===== Textauszug =====

# Server 2003 Installation



## hadda (22. November 2007)

Hallo,
ich habe ein Problem, uns zwar wollte MS Windows Server 2003 installieren aber wenn ich Rechner von CD Starte wird es gezeigt dass ich CSCI/RIAD Treiber installieren muss leider wollte ich jetzt Treiber in einem Discekett- Laufwerk  speichern und von dort installieren wie kann ich Rechner (Boot) einstellen damit ich von Usb  installiere?
Danke Voraus LG


----------



## zerix (22. November 2007)

Hallo,

willst du jetzt den Treiber von USB installieren oder möchtest du den Treiber von USB starten?

Wenn du den Rechner von USB starten möchtest, musst du einfach die Boot-Reihenfolge ändern. Das kannst du direkt im BIOS machen oder beim starten kommst du über eine Funktionstaste (F1-F12) ins Boot-Menu. Bei manchen Boards muss aber auch ein USB-Stick/Festplatte angeschlossen sein, damit man USB wählen kann.

Welche Funktionstaste es ist, wird beim Start angezeigt.

MFG

zEriX


----------



## Sinac (22. November 2007)

Wenn ich mich nicht irre können Treiber (über F6 im Setup) nur von Diskette eingespielt werden.


----------



## hadda (22. November 2007)

danke für eure antworte  ja ich will von Usb triber installieren .
wenn ich jetzt in boot die reihenfolge ändere welche funktion ist für usb zuständig. kannst genauer erklären bitte ?


----------



## zerix (22. November 2007)

Das was ich erklärt hab, ist um vom USB-Stick/Festplatte zu booten. So kannst du aber nicht den Treiber von USB installieren. Ich glaube auch nicht, dass es funktioniert. Soweit ich weiß, kann man den Treiber nur von Diskette installieren. 
Bei Windows XP muss man es auch von der Diskette machen. Ist eigentlich auch logisch, da zu diesem Zeitpunkt der Installation noch nicht die nötigen Treiber installiert sind. Es müssten ja auch Treiber für die Festplatte/Stick installiert werden.

MFG

zEriX


----------



## hadda (22. November 2007)

ja hast du recht das geht nur mit diskette , wie kann ich boot einstellung aändern damit ich von diskette treiber installieren danke.


----------



## zerix (22. November 2007)

Das machst du während der Windows-Installation. Ich weiß jetzt nicht mehr ganz wie die Installation bei Win 2003 aussieht, aber ich glaube der erste Teil ist ähnlich Win XP.
Da musst du mal schauen, da steht ganz am anfang was von Treibern von Drittanbietern installieren. Ich glaube auch, wie Sinac, dass du da F6 drücken musst. 

MFG

zEriX


----------

=====

* Aufgaben:
#1 Welche Taste muss man laut der Diskussion zur Server-2003-Installation im Setup drücken, um Treiber einzuspielen?
#2 Nenne alle Benutzernamen, unter denen in der Diskussion zur Server-2003-Installation Beiträge stehen.
#3 Schreib die Stelle der Diskussion zur Server-2003-Installation ab, die mit den Worten „Bei Windows XP“ beginnt und nach „Festplatte/Stick installiert werden.“ endet. Setze dabei „Windows 2000“ an die Stelle von „Windows XP“.
Die Auflistung spielt hierbei keine Rolle.

===== Datensätze =====

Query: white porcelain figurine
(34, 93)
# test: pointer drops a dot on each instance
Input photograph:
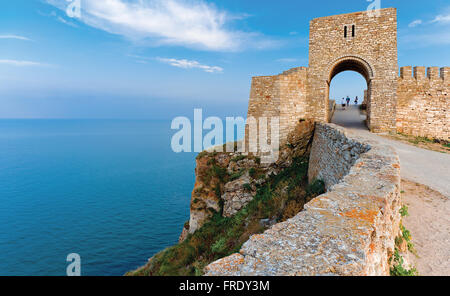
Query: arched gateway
(361, 42)
(366, 43)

=====

* Schriftliche Antworten:
#1 F6

#2 hadda, zerix, Sinac

#3
Bei Windows 2000 muss man es auch von der Diskette machen. Ist eigentlich auch logisch, da zu diesem Zeitpunkt der Installation noch nicht die nötigen Treiber installiert sind. Es müssten ja auch Treiber für die Festplatte/Stick installiert werden.